Pull out every line in the records below that contains the word "covered", and match its capitalization exactly.

▸ **Supplied data**
>>
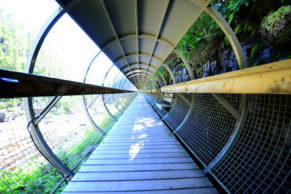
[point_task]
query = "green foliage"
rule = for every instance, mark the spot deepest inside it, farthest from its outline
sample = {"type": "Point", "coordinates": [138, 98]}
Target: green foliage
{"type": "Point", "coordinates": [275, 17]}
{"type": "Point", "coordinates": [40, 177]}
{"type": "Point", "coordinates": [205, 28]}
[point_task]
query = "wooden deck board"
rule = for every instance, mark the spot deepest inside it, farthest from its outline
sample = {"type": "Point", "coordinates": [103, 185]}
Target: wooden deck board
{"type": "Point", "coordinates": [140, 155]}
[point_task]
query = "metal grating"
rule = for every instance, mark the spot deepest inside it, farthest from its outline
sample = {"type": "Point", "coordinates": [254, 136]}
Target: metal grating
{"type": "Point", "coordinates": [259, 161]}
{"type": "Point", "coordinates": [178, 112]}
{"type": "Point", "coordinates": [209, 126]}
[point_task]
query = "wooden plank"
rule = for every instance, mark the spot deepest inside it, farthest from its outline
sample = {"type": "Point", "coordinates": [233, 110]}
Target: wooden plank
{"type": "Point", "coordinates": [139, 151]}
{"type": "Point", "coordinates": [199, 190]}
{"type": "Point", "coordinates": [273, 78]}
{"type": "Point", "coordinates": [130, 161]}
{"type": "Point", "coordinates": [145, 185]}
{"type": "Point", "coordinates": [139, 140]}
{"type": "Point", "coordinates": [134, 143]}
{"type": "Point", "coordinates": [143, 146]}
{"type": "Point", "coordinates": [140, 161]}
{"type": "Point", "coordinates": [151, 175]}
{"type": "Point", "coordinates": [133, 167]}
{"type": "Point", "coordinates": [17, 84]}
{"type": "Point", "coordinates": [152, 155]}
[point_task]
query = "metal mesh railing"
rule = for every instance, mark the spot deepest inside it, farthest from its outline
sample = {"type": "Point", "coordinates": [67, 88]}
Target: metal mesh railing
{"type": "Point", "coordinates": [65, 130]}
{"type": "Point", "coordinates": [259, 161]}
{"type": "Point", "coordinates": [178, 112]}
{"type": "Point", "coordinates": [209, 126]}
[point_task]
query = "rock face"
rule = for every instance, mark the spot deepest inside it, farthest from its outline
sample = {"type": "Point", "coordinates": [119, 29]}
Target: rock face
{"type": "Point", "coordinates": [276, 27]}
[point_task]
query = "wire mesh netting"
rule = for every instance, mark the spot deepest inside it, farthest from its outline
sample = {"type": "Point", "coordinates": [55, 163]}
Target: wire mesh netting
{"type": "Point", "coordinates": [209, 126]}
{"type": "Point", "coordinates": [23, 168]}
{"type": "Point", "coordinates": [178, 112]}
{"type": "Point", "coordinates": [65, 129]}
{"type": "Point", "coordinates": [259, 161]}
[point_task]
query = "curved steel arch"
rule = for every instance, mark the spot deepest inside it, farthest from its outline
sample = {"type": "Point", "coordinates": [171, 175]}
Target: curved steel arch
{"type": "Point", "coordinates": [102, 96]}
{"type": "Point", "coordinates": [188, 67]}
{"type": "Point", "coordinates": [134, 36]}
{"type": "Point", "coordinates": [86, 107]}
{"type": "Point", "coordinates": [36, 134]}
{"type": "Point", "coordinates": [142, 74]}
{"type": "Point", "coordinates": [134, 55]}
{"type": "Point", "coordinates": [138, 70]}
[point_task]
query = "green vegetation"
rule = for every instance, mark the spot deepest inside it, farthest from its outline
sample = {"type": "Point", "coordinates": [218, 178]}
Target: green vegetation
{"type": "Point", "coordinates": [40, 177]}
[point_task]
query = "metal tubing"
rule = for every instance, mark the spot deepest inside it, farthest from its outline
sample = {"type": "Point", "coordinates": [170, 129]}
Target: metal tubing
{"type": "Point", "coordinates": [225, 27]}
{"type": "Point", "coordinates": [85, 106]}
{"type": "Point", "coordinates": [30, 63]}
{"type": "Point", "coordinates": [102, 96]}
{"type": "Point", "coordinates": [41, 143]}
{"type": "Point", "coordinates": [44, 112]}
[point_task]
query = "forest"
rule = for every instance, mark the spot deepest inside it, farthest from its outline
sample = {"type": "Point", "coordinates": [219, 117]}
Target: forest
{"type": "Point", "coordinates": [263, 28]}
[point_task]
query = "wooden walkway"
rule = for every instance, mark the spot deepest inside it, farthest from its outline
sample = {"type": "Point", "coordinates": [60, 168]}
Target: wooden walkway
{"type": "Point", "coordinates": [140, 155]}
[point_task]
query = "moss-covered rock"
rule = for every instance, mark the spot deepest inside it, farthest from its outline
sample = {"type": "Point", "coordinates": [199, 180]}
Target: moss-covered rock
<<
>>
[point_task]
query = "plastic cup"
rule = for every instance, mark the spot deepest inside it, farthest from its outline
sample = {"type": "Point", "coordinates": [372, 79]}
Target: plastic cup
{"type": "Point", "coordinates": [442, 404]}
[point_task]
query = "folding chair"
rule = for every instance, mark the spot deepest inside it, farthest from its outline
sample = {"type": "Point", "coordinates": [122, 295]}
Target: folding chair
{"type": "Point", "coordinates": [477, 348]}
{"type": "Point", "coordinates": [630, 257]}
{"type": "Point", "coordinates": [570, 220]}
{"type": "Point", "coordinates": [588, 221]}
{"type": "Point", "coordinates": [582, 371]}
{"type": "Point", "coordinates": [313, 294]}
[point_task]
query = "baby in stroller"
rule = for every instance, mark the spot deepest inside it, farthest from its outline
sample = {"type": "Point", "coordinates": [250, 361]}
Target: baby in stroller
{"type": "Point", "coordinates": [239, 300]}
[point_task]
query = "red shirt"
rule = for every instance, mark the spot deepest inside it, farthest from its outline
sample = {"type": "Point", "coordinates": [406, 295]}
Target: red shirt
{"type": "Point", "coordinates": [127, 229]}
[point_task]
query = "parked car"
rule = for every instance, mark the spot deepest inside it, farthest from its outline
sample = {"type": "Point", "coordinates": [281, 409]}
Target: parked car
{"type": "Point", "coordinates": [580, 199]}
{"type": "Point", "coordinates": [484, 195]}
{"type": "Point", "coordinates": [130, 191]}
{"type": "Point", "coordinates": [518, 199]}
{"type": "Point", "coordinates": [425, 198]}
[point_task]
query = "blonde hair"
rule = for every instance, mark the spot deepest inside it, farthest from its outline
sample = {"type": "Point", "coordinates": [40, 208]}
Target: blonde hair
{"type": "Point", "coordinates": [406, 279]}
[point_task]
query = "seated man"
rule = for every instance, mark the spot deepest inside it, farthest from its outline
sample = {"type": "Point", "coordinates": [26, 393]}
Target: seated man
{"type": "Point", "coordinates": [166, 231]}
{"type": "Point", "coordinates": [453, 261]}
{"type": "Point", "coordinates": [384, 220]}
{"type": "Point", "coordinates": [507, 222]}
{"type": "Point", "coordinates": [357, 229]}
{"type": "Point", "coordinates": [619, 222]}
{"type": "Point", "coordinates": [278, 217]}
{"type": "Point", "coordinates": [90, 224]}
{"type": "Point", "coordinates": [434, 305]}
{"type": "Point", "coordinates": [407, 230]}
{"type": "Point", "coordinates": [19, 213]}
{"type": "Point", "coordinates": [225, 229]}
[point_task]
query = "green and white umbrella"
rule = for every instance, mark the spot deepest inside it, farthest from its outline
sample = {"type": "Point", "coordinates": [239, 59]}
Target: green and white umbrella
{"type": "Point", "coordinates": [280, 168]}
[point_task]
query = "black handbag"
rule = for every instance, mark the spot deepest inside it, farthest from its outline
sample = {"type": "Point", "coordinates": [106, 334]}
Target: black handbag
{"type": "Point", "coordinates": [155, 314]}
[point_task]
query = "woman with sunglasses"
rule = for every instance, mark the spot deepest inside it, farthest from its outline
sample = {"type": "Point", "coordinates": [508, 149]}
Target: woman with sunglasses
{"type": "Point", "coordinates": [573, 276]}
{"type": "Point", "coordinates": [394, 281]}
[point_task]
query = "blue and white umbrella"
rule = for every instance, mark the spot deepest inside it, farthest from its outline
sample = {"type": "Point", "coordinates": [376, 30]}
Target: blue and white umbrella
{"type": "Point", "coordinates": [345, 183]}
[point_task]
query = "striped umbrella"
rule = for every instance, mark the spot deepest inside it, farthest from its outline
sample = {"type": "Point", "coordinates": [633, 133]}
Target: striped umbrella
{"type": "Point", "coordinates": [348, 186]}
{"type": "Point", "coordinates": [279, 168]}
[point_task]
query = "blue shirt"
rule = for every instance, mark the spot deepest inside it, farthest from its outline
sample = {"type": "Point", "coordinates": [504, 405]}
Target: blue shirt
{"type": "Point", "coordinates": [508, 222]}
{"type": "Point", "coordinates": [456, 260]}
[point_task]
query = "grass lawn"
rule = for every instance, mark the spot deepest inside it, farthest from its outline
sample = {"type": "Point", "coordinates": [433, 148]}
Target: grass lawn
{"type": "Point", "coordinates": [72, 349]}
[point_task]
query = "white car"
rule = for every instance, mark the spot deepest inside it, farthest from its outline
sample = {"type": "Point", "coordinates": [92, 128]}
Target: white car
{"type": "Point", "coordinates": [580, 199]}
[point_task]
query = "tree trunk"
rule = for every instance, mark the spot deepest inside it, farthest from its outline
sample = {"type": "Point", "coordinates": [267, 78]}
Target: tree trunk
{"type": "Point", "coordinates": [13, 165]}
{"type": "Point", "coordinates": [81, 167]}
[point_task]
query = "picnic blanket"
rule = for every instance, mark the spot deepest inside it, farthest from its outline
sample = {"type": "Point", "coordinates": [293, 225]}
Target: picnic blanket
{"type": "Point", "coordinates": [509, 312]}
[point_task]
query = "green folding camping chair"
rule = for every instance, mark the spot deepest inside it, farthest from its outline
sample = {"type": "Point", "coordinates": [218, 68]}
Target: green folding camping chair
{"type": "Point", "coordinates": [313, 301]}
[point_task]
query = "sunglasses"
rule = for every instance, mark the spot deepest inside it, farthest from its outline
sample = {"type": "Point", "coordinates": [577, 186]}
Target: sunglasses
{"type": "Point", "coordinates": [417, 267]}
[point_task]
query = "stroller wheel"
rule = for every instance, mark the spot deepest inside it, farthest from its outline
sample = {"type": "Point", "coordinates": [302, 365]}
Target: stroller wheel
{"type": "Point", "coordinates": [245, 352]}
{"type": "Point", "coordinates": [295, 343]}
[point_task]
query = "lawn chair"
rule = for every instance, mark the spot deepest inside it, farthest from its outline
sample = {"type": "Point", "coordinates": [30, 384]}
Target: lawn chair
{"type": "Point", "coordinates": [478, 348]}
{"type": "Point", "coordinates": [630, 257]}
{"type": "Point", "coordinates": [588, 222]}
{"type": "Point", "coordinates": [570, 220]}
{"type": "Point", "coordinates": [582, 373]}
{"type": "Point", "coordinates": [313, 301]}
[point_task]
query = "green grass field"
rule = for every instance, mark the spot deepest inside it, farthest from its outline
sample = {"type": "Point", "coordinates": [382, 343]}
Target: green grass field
<<
▸ **Worked solution**
query = "moss-covered rock"
Target: moss-covered rock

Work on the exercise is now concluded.